--- start ---

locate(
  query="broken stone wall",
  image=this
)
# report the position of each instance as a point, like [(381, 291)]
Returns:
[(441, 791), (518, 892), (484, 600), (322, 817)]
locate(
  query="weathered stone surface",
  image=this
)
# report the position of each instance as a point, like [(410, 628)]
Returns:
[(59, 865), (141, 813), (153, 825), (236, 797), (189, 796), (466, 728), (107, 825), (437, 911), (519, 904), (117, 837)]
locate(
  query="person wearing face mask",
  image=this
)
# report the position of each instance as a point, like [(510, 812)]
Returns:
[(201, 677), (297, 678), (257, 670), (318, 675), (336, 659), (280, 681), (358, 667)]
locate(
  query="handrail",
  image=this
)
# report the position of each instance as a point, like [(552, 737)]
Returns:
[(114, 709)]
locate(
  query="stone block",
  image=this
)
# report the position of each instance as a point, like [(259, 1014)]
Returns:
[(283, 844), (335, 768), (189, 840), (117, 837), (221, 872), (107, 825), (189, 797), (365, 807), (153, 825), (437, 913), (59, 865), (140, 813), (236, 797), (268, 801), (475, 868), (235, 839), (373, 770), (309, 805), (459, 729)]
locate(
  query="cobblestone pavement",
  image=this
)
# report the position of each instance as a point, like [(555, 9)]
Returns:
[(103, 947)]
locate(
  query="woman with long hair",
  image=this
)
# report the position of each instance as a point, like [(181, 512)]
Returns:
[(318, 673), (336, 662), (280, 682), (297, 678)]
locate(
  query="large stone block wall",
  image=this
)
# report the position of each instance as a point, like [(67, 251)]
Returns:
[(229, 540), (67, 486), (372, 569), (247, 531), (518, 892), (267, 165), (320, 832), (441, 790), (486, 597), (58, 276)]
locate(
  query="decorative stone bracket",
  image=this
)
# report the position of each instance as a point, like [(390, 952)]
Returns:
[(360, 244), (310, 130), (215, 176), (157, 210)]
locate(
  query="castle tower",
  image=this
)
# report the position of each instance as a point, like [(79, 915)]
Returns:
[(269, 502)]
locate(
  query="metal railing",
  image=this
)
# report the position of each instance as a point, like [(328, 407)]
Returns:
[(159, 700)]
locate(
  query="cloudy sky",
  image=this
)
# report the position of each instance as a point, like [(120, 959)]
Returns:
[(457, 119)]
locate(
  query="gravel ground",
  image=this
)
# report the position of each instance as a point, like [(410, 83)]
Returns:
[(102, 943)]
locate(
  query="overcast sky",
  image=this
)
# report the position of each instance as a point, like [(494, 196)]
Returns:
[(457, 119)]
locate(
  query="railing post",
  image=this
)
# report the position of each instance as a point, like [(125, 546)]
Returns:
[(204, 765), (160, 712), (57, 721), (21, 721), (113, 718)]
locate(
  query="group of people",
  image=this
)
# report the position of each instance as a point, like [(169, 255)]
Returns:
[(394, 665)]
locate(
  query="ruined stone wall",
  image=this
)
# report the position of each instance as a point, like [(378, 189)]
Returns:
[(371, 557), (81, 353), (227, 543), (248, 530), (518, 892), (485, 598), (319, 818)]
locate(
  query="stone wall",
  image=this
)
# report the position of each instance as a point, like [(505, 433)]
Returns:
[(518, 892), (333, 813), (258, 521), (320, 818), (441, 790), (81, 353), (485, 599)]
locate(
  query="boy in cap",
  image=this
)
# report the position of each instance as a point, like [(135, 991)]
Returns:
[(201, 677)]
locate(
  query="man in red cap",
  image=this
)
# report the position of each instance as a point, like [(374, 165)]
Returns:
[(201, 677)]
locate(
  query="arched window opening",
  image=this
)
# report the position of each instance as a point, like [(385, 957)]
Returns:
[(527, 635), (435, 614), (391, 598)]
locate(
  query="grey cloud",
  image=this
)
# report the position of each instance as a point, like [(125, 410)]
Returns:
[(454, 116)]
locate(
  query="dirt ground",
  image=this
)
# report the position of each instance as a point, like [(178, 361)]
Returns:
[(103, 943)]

--- end ---

Written instruction: Print every record above exactly as written.

Answer in full:
locate(
  query="broken stone wall",
  image=this
)
# report the position of each instance as a point, like [(381, 291)]
Returns:
[(441, 791), (518, 892), (484, 600), (322, 817)]
locate(
  query="weathered stone surface",
  image=this
)
# report the position of each instance as a point, like [(410, 628)]
Returns:
[(59, 865), (141, 813), (153, 825), (236, 797), (189, 796), (466, 728), (107, 825), (437, 911), (519, 904), (117, 837)]
locate(
  query="person wearing face mask",
  image=this
)
# report the position of each instance as a point, like [(510, 812)]
Returns:
[(201, 677), (297, 678), (257, 670), (318, 675), (336, 659), (280, 681), (358, 667)]
locate(
  query="handrail",
  image=this
)
# report the position of each instance as a point, like [(552, 737)]
Returns:
[(114, 709)]
locate(
  query="stone block",
  image=this
)
# report the position of each instance as a point, like [(259, 1014)]
Returns:
[(283, 844), (335, 768), (189, 840), (117, 837), (221, 872), (107, 825), (189, 797), (365, 807), (153, 825), (437, 913), (59, 865), (140, 813), (236, 797), (268, 801), (475, 868), (235, 839), (373, 770), (309, 805), (459, 729)]
locate(
  query="cobblestone pavement",
  image=this
)
# report the position of each instance as a point, like [(555, 9)]
Returns:
[(103, 947)]
locate(
  query="woman with long hair",
  image=this
)
# report the position of each instance as a point, like [(181, 512)]
Returns:
[(318, 673), (336, 662), (280, 682), (297, 678)]
locate(
  query="large stone block wall",
  image=this
)
# report the position of each instance as a point, like [(67, 251)]
Returns:
[(229, 540), (67, 486), (372, 569), (247, 531), (518, 892), (267, 165), (320, 832), (441, 790), (486, 597), (58, 276)]
locate(
  query="decorative stone bracket",
  image=this
)
# report the position of each instance as a point, like [(390, 952)]
Returns:
[(360, 244), (310, 130), (215, 176), (157, 210)]
locate(
  query="castle tower",
  image=this
)
# report the position of each instance as a point, like [(79, 915)]
Returns:
[(269, 502)]
locate(
  query="metal railing",
  image=this
)
# report the position of each instance as a point, like [(328, 407)]
Returns:
[(159, 700)]
locate(
  query="cloudy sky",
  image=this
)
# report the position of each instance as a point, like [(120, 959)]
Returns:
[(457, 119)]
locate(
  query="gravel ground",
  image=this
)
# report the position of each instance as a point, like [(410, 83)]
Returns:
[(102, 943)]
locate(
  query="overcast sky",
  image=this
)
# report the position of each instance as a point, like [(494, 196)]
Returns:
[(457, 119)]
locate(
  query="railing post",
  image=this
)
# report the position of each instance as a point, like [(125, 546)]
Returns:
[(204, 765), (160, 712), (57, 721), (21, 721), (113, 718)]
locate(
  query="group of people",
  image=this
)
# report the position of each instance as a point, like [(169, 255)]
Returns:
[(394, 665)]
locate(
  query="ruined stone wall",
  image=this
)
# report the position of each instance as a point, like [(378, 189)]
Returns:
[(371, 557), (81, 353), (227, 543), (248, 530), (518, 892), (485, 598), (319, 818)]
locate(
  query="stone wall",
  image=this
)
# report the position of each instance as a point, like [(505, 433)]
Returns:
[(518, 892), (333, 813), (258, 521), (320, 818), (441, 790), (81, 353), (485, 599)]
locate(
  query="boy in cap",
  image=this
)
# report the position of each instance as a point, like [(135, 991)]
Returns:
[(201, 677)]
locate(
  query="man in red cap",
  image=this
)
# report the position of each instance as a point, like [(374, 165)]
Returns:
[(201, 677)]
locate(
  query="arched window opening",
  image=this
)
# report the position of each instance as a point, like [(385, 957)]
Returns:
[(527, 635), (435, 614), (391, 598)]
locate(
  query="grey cloud",
  image=this
)
# report the position of each instance as a point, like [(125, 410)]
Returns:
[(454, 116)]
locate(
  query="dirt ground",
  image=this
)
# report the position of each instance as a point, like [(178, 361)]
Returns:
[(103, 943)]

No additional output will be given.